Problems and tasks:
1. From the Babcock & Wilcox press release, extract the passage between "The senior notes" and "to be filed with the SEC.", inclusive.
2. In the Babcock & Wilcox press release, which firm is the lead book-running manager for the offering?

Extracted text:
━━━━━━━━━━

The Company expects to use the net proceeds of this offering to support clean energy growth initiatives, substantially pay down its revolving credit facility and permanently reduce the facility size by 75% of the senior note value exclusive of the value of the B. Riley Financial term loan exchange.
B. Riley Securities, Inc. is acting as lead book-running manager for the offering. D.A. Davidson & Co., Janney Montgomery Scott LLC, Ladenburg Thalmann & Co. Inc., and National Securities Corporation are acting as joint book-running managers for the offering. Aegis Capital Corp., Boenning & Scattergood, Inc., Huntington Securities, Inc. and Kingswood Capital Markets, division of Benchmark Investments, Inc. are acting as co-managers for the offering.
The senior notes will be offered under the Company's shelf registration statement on Form S-3, which was declared effective by the Securities and Exchange Commission ("SEC") on February 13, 2020. The offering will be made only by means of a prospectus supplement and accompanying base prospectus, which will be filed with the SEC. Copies of the preliminary prospectus supplement and the accompanying base prospectus for the offering may be obtained on the SEC's website at www.sec.gov, or by contacting B. Riley Securities by telephone at (703) 312-9580, or by email at prospectuses@brileyfin.com. The final terms of the proposed offering will be disclosed in a final prospectus supplement to be filed with the SEC.
This press release shall not constitute an offer to sell or the solicitation of an offer to buy, nor shall there be any sale of these securities in any state or jurisdiction in which such offer, sale or solicitation would be unlawful prior to registration or qualification under the securities laws of any such state or jurisdiction.
Forward-Looking Statements
Statements in this press release that are not descriptions of historical facts are forward-looking statements that are based on management's current expectations and assumptions and are subject to risks and uncertainties. If such risks or uncertainties materialize or such assumptions prove incorrect, our business, operating results, financial condition and stock price could be materially negatively affected. You should not place undue reliance on such forward-looking statements, which are based on the information currently available to us and speak only as of the date of this press release. Such forward looking statements include, but are not limited to, statements regarding the Company's public offering of senior notes, the intent of a lender to convert $35 million of its existing term loan to senior notes,
the revolving credit facility to be permanently reduced by 75% of the senior note value, and the interest on remaining Tranche A term loan to be significantly reduced. Factors that could cause such actual results to differ materially from those contemplated or implied by such forward-looking statements include, without limitation, the risks associated with the unpredictable and ongoing impact of the COVID-19 pandemic and other risks described from time to time in the Company's periodic filings with the SEC, including, without limitation, the risks described in the Company's Annual Report on Form 10-K for the year ended December 31, 2019 and Quarterly Reports on Form 10-Q for the quarters ended March 31, 2020, June 30, 2020 and September 30, 2020 under the captions "Risk Factors" and "Management's Discussion and Analysis of Financial Condition and Results of Operations" (as applicable). These factors should be considered carefully, and B&W Enterprises cautions not to place undue reliance on these forward-looking statements, which speak only as of the date of this release, and undertakes no obligation to update or revise any forward-looking statement, except to the extent required by applicable law.
About Babcock & Wilcox Enterprises
Headquartered in Akron, Ohio, Babcock & Wilcox Enterprises is a global leader in energy and environmental technologies and services for the power and industrial markets.

━━━━━━━━━━

Dataset excerpts:
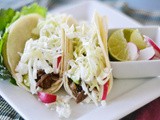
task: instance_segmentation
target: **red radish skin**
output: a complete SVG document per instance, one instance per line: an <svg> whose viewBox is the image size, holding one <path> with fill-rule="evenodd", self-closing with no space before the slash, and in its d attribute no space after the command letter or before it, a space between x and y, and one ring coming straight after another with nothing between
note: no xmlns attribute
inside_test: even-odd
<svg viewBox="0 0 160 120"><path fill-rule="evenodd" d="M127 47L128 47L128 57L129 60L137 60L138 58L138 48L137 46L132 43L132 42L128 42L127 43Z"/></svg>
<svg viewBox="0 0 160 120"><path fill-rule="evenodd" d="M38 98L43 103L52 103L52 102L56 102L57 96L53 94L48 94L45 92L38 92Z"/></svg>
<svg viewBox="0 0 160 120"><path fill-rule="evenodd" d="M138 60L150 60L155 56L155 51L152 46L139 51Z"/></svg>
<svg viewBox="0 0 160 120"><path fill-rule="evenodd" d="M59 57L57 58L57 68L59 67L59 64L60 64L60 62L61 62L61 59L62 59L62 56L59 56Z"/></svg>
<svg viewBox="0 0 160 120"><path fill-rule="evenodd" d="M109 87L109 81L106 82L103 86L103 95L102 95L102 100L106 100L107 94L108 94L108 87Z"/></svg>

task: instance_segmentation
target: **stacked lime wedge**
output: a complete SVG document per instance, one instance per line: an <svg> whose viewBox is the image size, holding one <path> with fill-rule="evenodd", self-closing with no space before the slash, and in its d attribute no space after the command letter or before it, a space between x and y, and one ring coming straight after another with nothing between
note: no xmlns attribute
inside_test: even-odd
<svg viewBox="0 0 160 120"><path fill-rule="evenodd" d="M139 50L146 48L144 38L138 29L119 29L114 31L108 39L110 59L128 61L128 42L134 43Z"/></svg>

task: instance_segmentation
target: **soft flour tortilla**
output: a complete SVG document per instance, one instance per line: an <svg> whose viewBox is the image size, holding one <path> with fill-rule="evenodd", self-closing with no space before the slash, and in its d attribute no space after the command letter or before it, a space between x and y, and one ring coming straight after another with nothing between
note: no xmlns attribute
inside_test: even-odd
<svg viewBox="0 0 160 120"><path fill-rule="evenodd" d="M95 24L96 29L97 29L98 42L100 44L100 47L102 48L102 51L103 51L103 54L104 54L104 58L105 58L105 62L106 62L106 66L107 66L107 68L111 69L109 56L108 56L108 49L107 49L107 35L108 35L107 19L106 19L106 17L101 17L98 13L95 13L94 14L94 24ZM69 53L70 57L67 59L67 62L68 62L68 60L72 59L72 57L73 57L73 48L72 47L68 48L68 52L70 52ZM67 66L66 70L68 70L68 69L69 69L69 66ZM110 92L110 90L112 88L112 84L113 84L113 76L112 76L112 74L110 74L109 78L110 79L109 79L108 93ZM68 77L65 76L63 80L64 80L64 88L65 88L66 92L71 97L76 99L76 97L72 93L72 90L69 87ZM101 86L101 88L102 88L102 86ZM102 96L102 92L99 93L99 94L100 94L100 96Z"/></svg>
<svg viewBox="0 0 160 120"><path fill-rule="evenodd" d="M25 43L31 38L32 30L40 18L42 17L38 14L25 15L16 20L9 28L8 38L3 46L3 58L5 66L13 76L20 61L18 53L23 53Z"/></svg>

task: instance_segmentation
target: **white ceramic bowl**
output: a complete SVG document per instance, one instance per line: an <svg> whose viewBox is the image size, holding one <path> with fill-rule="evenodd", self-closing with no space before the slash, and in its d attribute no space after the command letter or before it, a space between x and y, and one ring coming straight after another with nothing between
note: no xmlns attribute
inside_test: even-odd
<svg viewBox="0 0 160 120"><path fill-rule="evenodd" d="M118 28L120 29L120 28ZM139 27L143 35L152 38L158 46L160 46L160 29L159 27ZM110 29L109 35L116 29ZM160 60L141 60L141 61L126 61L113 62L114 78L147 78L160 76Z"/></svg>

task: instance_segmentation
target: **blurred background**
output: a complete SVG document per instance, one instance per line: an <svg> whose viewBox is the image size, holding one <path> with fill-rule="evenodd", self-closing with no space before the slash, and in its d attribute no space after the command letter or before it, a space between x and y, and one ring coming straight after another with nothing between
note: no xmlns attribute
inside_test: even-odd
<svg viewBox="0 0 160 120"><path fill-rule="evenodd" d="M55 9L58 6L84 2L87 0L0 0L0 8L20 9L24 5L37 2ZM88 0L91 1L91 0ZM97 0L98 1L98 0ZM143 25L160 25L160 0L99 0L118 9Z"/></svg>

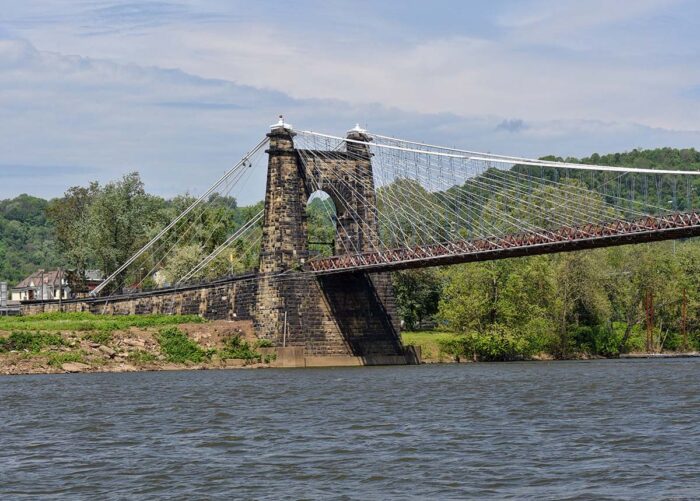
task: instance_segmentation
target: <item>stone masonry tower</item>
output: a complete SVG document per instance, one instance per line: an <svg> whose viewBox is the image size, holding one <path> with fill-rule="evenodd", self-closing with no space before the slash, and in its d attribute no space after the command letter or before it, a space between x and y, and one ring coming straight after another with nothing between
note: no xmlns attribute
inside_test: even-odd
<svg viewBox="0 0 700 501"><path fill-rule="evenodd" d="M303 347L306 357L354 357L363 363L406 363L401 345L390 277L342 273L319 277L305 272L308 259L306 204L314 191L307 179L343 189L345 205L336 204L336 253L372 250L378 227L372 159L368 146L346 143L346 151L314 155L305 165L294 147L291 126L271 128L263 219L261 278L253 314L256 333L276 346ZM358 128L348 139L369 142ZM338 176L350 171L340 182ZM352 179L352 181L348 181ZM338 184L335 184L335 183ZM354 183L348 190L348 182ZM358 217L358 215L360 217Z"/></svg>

━━━━━━━━━━

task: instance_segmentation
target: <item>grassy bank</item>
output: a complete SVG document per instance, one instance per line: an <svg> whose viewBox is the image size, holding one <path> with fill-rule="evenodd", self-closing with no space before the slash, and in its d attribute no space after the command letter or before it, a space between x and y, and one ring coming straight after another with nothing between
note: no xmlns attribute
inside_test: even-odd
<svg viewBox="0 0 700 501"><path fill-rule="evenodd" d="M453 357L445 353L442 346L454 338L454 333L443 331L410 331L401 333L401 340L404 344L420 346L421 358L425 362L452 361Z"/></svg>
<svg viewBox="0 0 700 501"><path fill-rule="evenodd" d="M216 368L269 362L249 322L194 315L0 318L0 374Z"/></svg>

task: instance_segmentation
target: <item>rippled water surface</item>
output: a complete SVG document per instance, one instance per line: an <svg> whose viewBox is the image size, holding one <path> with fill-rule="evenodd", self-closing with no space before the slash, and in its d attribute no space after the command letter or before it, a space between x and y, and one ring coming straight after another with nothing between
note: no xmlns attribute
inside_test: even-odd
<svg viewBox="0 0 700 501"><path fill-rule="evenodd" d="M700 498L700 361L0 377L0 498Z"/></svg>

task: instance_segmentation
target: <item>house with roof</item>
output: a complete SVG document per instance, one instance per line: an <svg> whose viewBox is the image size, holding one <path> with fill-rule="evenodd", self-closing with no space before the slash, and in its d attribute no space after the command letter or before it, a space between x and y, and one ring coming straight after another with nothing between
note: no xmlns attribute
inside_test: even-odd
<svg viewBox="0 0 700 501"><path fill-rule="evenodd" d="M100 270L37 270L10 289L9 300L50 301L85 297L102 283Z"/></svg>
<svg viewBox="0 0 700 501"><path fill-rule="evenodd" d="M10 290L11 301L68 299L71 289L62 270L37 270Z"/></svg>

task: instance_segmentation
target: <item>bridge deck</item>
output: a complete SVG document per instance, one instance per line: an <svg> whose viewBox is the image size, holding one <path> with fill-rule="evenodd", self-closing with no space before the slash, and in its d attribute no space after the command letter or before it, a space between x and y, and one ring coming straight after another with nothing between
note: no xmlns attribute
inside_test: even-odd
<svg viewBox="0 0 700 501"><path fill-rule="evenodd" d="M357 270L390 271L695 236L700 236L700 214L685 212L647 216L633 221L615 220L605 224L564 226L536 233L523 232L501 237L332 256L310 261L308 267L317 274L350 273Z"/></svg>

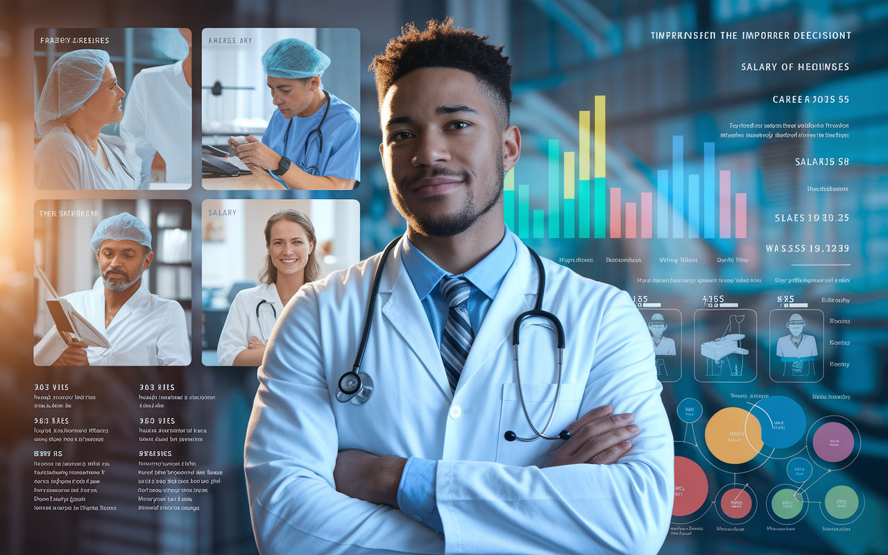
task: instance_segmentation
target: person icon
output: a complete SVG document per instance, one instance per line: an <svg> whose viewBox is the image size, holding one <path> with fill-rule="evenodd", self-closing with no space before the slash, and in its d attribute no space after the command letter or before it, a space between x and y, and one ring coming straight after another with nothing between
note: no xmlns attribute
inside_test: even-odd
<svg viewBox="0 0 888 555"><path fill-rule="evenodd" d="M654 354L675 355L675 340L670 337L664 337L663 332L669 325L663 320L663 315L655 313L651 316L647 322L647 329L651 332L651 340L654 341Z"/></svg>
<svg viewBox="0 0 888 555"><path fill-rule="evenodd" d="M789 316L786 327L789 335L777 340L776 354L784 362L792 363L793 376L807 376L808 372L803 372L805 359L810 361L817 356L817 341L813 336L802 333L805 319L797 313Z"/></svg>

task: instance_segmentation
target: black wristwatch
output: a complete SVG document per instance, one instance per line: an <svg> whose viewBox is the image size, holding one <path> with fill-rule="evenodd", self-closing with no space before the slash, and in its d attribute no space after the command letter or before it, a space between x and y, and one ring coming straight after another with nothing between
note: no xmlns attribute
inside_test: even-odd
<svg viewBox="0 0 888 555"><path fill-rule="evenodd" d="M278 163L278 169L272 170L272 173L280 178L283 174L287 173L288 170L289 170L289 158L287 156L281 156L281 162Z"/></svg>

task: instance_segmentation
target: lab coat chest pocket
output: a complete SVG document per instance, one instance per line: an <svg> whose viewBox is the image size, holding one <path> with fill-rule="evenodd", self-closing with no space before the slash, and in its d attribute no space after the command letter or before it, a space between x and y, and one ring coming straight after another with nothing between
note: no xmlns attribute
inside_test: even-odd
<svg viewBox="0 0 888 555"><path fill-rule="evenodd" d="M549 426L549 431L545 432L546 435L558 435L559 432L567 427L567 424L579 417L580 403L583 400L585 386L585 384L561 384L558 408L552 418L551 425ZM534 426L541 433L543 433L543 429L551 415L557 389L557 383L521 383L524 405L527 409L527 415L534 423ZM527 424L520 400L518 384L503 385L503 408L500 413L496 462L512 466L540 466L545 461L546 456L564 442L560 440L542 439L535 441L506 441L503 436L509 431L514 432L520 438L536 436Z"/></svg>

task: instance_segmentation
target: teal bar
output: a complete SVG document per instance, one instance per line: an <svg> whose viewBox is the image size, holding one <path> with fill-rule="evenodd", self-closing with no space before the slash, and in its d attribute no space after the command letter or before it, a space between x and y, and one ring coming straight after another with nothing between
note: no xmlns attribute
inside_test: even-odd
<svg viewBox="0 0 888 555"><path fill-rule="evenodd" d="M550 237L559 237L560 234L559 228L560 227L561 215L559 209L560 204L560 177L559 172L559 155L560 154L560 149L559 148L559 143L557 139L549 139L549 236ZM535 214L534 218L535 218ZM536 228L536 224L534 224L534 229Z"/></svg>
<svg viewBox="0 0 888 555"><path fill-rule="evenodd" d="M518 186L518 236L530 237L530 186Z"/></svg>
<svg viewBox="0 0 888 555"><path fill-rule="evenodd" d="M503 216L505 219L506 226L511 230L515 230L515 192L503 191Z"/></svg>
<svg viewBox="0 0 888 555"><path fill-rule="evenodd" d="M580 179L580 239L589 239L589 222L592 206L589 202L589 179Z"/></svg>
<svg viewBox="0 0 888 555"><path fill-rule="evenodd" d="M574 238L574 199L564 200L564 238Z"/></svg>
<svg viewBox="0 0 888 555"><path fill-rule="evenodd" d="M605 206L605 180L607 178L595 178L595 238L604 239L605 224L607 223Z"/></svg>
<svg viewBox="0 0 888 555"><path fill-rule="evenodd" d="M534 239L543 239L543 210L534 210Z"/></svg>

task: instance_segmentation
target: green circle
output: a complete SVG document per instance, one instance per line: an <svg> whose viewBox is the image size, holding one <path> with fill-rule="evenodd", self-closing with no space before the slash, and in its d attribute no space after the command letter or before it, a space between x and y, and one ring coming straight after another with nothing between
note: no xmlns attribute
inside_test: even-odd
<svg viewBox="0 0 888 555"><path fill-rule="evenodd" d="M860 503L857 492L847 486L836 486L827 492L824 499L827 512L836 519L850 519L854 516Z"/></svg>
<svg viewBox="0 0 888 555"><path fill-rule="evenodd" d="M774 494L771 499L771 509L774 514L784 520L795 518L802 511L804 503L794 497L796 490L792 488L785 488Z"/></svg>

━━━━━━━━━━

Answers to this exercise:
1.
The senior notes will be offered under the Company's shelf registration statement on Form S-3, which was declared effective by the Securities and Exchange Commission ("SEC") on February 13, 2020. The offering will be made only by means of a prospectus supplement and accompanying base prospectus, which will be filed with the SEC. Copies of the preliminary prospectus supplement and the accompanying base prospectus for the offering may be obtained on the SEC's website at www.sec.gov, or by contacting B. Riley Securities by telephone at (703) 312-9580, or by email at prospectuses@brileyfin.com. The final terms of the proposed offering will be disclosed in a final prospectus supplement to be filed with the SEC.

2. B. Riley Securities, Inc.